__SOURCE EXTRACT__
• • • • • • •

Effect of the photon lifetime on the characteristics of 850-nm vertical-cavity surface-emitting lasers with fully doped distributed Bragg reflectors and an oxide current aperture
- Russian Academy of Sciences, Ioffe Physical-Technical Institute (Russian Federation)
- Saint Petersburg State Polytechnical University (Russian Federation)
- Russian Academy of Sciences, Saint Petersburg Academic University—Nanotechnology Research and Education Center (Russian Federation)

• • • • • • •

__COLLECTED DATA__
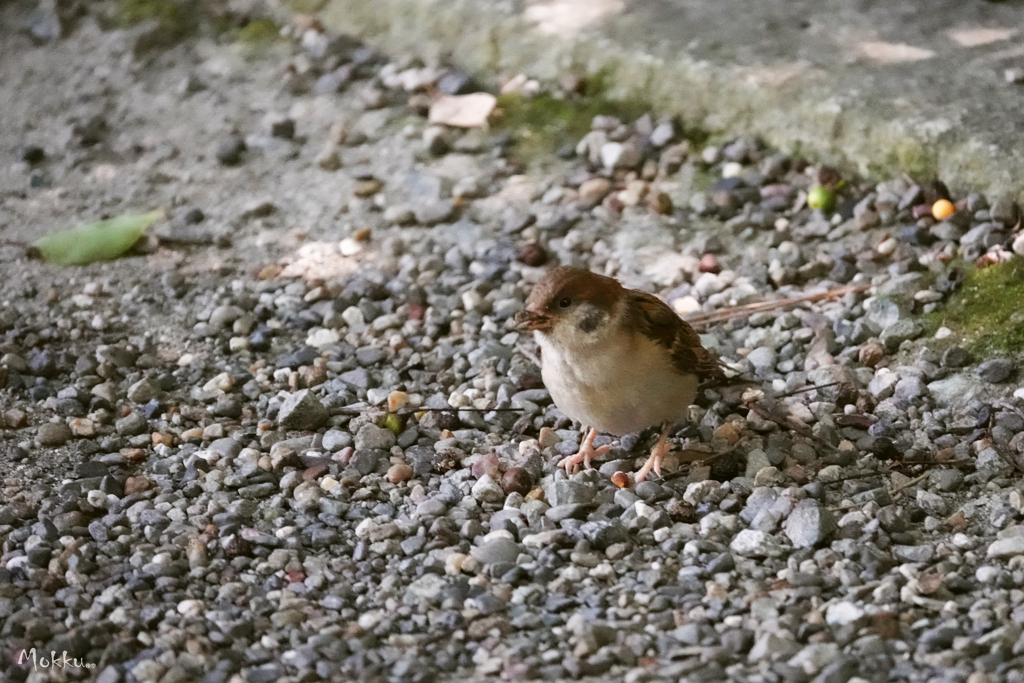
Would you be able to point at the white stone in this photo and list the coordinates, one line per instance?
(842, 613)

• • • • • • •

__GOAL__
Answer from the header above:
(a) At what wavelength do the lasers in the title emit?
(b) What type of current aperture do the lasers have?
(c) Which Russian Academy of Sciences institute is listed first?

__RESPONSE FOR THIS EXERCISE__
(a) 850 nm
(b) An oxide current aperture
(c) Ioffe Physical-Technical Institute